Copy the lines in the records below exactly, starting with the line that contains "Where can the magenta" and going on through the line that contains "<point>268,141</point>".

══ RECORDS FOR THIS TASK ══

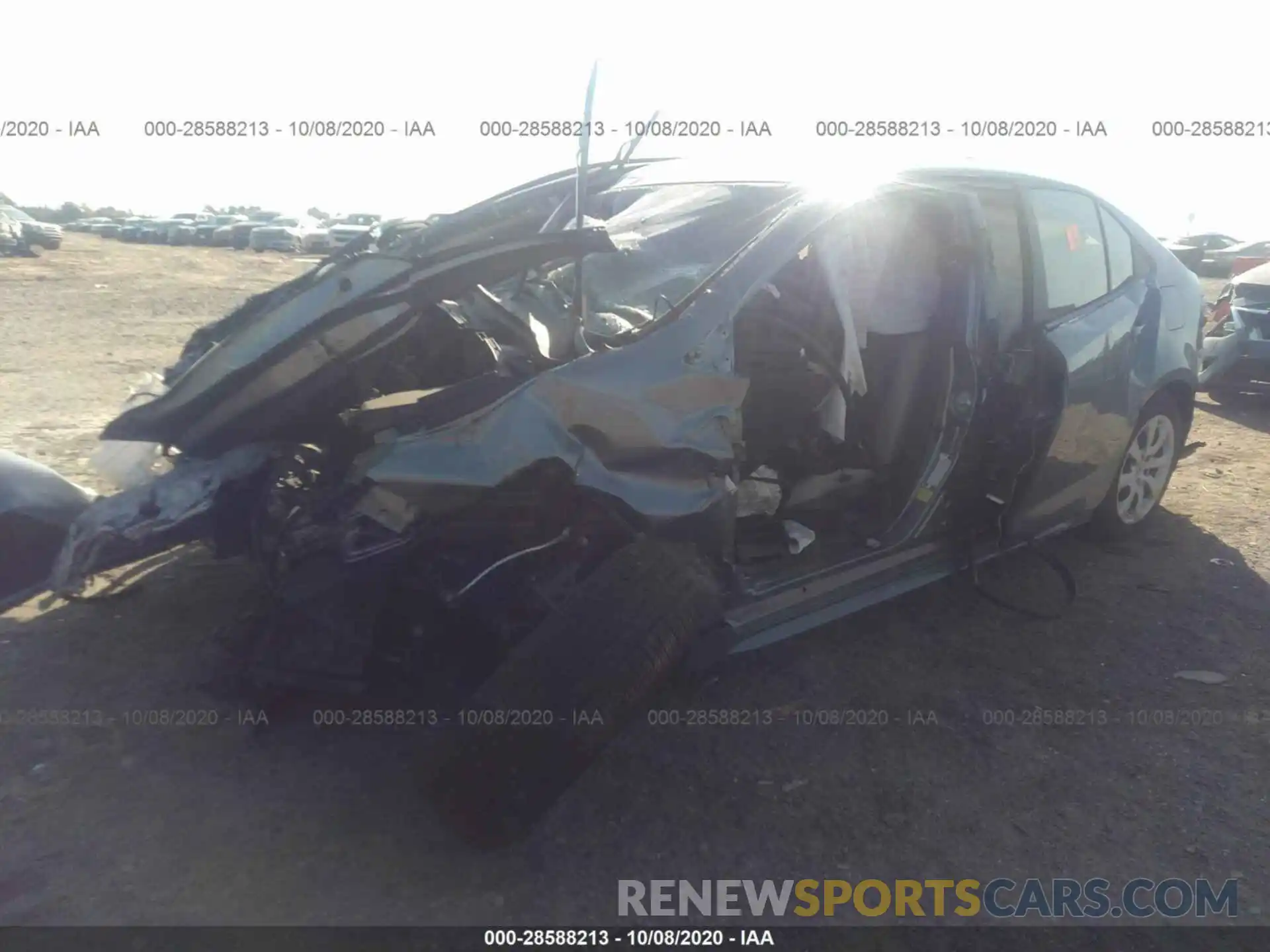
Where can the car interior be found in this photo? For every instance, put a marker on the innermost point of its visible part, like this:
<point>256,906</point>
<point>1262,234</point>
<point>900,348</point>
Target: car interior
<point>849,357</point>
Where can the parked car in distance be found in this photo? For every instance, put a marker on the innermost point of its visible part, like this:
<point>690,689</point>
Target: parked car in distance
<point>1236,352</point>
<point>347,227</point>
<point>11,235</point>
<point>205,233</point>
<point>1246,263</point>
<point>1221,260</point>
<point>1191,255</point>
<point>183,225</point>
<point>284,234</point>
<point>131,227</point>
<point>38,234</point>
<point>1208,240</point>
<point>241,231</point>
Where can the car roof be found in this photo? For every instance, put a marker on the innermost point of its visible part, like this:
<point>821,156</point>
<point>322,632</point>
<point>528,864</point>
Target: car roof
<point>681,172</point>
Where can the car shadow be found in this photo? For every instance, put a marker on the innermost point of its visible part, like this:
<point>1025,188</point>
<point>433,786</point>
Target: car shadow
<point>249,823</point>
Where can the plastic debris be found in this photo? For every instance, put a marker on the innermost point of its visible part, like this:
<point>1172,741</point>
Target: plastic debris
<point>1202,677</point>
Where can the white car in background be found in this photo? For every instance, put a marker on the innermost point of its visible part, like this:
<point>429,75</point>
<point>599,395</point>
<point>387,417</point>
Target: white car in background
<point>182,226</point>
<point>284,234</point>
<point>41,234</point>
<point>339,231</point>
<point>351,226</point>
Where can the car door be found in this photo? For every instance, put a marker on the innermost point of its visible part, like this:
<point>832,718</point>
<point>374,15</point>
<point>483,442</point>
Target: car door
<point>1095,310</point>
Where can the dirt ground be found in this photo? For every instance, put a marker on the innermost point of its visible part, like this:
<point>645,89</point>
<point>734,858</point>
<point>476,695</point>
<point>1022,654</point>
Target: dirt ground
<point>298,824</point>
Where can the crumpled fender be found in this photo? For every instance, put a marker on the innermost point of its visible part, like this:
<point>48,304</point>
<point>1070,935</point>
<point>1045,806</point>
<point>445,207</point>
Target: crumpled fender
<point>653,424</point>
<point>136,524</point>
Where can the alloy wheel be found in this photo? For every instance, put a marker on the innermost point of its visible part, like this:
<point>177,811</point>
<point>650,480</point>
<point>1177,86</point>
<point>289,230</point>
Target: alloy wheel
<point>1146,469</point>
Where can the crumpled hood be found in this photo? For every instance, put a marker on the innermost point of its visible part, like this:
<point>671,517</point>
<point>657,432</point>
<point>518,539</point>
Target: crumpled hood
<point>292,346</point>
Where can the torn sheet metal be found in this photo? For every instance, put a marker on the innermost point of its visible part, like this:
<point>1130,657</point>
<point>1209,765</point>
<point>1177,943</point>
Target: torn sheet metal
<point>37,507</point>
<point>657,433</point>
<point>150,518</point>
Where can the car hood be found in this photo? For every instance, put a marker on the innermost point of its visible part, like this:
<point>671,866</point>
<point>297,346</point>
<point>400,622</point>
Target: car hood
<point>285,348</point>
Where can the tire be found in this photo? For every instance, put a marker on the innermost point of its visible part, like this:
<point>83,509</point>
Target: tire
<point>1160,420</point>
<point>607,649</point>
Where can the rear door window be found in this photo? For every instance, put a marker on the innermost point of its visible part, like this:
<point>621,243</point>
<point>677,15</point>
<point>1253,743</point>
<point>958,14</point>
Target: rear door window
<point>1072,249</point>
<point>1121,253</point>
<point>1001,215</point>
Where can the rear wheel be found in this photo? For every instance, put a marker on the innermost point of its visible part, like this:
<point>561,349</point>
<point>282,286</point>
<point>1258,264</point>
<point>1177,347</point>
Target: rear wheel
<point>1146,469</point>
<point>571,687</point>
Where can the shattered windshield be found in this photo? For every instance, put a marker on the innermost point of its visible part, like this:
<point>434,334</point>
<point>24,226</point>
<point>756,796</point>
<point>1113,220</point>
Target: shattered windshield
<point>669,239</point>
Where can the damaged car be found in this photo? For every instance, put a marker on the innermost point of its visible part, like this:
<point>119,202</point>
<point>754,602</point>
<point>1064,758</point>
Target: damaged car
<point>538,455</point>
<point>1236,352</point>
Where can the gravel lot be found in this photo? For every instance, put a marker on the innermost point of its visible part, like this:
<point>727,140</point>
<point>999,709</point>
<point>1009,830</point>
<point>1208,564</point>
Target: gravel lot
<point>298,824</point>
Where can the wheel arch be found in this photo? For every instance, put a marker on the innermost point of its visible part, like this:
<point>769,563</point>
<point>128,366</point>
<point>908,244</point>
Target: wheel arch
<point>1181,391</point>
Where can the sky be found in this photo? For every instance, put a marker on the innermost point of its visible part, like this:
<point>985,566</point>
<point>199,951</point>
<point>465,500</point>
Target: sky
<point>789,65</point>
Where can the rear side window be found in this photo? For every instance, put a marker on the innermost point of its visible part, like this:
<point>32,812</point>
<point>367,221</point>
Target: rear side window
<point>1001,214</point>
<point>1121,258</point>
<point>1071,248</point>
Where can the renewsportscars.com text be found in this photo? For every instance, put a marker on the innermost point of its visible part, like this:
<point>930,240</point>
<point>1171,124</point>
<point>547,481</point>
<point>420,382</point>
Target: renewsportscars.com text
<point>1000,898</point>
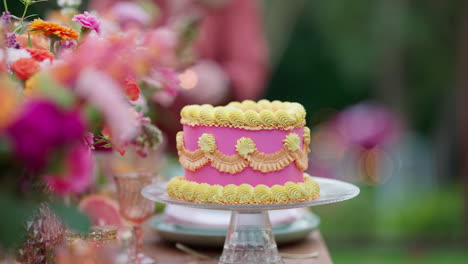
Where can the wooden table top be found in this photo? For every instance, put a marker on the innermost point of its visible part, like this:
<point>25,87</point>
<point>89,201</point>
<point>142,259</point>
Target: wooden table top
<point>165,252</point>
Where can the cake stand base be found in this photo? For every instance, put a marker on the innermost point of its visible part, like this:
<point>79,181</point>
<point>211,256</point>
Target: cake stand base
<point>250,239</point>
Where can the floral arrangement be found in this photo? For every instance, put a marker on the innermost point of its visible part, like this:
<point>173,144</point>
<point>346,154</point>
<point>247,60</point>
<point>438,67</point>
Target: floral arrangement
<point>72,85</point>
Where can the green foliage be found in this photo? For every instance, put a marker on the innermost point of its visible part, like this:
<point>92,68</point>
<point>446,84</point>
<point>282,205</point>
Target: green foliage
<point>71,216</point>
<point>391,255</point>
<point>16,213</point>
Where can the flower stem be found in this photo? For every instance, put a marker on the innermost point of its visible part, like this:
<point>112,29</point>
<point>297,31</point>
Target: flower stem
<point>24,12</point>
<point>52,44</point>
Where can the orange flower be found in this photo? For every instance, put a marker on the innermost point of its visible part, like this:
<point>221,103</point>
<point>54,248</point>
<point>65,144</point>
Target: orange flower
<point>8,102</point>
<point>131,89</point>
<point>25,68</point>
<point>40,55</point>
<point>38,42</point>
<point>38,26</point>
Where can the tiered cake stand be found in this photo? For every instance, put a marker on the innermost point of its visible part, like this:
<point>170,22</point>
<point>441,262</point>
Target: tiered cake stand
<point>249,238</point>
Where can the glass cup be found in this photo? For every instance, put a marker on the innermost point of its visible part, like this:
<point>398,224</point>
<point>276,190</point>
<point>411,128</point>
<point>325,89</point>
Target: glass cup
<point>134,207</point>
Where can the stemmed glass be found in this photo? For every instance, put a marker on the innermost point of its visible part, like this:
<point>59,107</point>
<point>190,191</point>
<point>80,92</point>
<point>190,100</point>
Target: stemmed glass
<point>134,207</point>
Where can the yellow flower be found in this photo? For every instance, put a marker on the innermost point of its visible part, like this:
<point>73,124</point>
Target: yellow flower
<point>38,26</point>
<point>31,85</point>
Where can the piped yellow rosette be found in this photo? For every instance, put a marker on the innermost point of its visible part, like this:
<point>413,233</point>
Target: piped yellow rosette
<point>290,192</point>
<point>246,114</point>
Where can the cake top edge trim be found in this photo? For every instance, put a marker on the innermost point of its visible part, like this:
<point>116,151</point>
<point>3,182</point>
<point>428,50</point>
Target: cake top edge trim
<point>246,114</point>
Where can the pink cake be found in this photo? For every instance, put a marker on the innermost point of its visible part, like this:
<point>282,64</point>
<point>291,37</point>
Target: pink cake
<point>244,153</point>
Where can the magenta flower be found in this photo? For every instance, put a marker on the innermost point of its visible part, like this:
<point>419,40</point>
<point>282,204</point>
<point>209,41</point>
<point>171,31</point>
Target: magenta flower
<point>88,21</point>
<point>41,128</point>
<point>368,125</point>
<point>77,174</point>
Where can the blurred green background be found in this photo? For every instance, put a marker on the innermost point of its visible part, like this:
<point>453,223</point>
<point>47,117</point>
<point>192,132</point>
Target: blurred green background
<point>407,56</point>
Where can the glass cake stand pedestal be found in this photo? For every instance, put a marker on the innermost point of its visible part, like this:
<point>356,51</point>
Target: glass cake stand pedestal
<point>249,238</point>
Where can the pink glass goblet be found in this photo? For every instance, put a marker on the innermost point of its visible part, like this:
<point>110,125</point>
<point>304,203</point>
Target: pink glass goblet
<point>134,207</point>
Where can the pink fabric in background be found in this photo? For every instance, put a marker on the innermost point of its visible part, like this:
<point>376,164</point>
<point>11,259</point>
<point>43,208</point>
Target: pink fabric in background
<point>268,141</point>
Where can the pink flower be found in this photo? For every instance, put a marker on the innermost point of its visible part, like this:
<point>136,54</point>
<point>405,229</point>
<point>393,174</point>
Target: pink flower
<point>88,21</point>
<point>168,80</point>
<point>88,140</point>
<point>110,100</point>
<point>77,174</point>
<point>164,41</point>
<point>130,13</point>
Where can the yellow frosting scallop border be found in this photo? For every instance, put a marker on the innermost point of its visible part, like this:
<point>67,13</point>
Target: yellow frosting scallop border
<point>247,154</point>
<point>247,115</point>
<point>290,192</point>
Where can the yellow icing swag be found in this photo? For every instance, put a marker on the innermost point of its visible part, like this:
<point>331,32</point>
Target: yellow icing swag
<point>182,189</point>
<point>247,154</point>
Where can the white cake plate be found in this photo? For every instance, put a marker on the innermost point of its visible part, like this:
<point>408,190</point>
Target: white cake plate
<point>249,238</point>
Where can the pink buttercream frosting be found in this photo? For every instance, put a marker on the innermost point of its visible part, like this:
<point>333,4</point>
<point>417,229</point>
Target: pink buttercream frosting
<point>267,141</point>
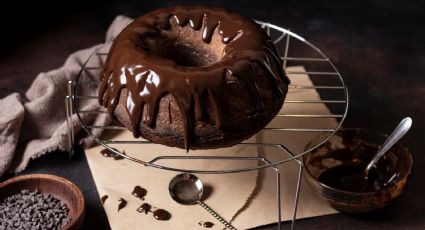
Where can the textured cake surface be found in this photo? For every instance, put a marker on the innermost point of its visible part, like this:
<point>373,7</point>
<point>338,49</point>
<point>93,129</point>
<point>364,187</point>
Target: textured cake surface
<point>193,77</point>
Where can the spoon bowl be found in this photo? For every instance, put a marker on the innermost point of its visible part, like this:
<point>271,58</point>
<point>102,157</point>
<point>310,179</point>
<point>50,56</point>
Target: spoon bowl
<point>187,189</point>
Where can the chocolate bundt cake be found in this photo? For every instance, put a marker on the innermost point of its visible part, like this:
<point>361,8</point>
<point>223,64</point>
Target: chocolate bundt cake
<point>193,77</point>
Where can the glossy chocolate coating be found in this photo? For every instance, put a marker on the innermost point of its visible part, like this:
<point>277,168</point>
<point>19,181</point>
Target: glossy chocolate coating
<point>149,74</point>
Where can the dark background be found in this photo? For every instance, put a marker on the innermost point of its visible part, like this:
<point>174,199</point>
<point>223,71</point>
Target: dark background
<point>378,46</point>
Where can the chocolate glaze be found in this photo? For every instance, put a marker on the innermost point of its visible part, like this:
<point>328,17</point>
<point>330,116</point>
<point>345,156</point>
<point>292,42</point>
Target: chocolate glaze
<point>161,214</point>
<point>103,199</point>
<point>145,207</point>
<point>139,192</point>
<point>122,204</point>
<point>148,77</point>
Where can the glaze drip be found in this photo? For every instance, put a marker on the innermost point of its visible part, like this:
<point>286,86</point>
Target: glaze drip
<point>148,77</point>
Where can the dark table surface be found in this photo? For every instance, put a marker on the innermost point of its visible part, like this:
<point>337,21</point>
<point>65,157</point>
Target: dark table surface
<point>378,46</point>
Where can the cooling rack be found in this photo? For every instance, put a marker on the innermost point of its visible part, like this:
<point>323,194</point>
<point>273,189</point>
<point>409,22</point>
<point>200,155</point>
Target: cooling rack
<point>296,51</point>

═══

# FINISHED TASK:
Where can the magenta flower be found in this photo? For every instance, put a marker on the innermost point of its visible part, like this:
<point>419,40</point>
<point>282,204</point>
<point>209,41</point>
<point>171,31</point>
Target: magenta flower
<point>88,21</point>
<point>41,128</point>
<point>368,125</point>
<point>77,174</point>
Where can the blurred green background be found in this photo? For every instance, put a marker on the innermost point of its visible part, like this:
<point>453,223</point>
<point>47,117</point>
<point>192,132</point>
Target: blurred green background
<point>407,56</point>
Where can the glass cake stand pedestal be found in this photo? For every instance, put a marker on the innermost point of its visible part, like this:
<point>356,51</point>
Target: glass cake stand pedestal
<point>249,238</point>
Where can the pink glass goblet be found in this photo? For every instance, put a marker on the innermost point of its visible part, like this:
<point>110,125</point>
<point>304,203</point>
Target: pink glass goblet
<point>134,207</point>
Where can the pink fabric in background be found in this photo? For every instance, put a marker on the innermost point of its visible part, like this:
<point>376,164</point>
<point>11,259</point>
<point>43,208</point>
Target: pink fabric in background
<point>268,141</point>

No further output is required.